[DATA SHOWN — start]

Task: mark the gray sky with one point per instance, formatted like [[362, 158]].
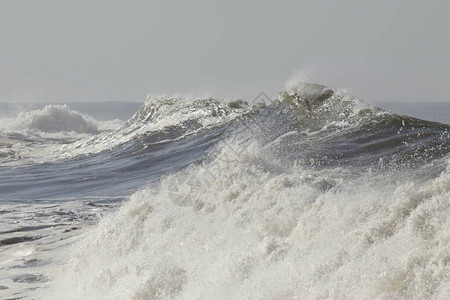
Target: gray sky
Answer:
[[57, 51]]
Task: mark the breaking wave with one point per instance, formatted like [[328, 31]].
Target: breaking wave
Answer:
[[311, 195]]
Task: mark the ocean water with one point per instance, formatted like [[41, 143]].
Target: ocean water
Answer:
[[311, 195]]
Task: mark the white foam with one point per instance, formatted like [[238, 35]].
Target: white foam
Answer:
[[255, 233]]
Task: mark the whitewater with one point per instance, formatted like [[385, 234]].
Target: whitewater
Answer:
[[311, 195]]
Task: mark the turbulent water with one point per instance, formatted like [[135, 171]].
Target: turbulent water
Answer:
[[311, 195]]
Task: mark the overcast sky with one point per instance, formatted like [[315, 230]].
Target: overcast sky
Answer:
[[58, 51]]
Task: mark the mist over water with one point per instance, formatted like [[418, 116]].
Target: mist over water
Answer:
[[311, 195]]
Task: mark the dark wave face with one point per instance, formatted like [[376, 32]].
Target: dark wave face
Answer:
[[312, 188]]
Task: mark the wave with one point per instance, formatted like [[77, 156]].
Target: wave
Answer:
[[243, 226], [54, 118], [313, 194]]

[DATA SHOWN — finish]

* [PROBLEM STATEMENT]: One number is the full answer: how many lines of the records include the string "turbulent".

* [ANSWER TO THIS EXERCISE]: 2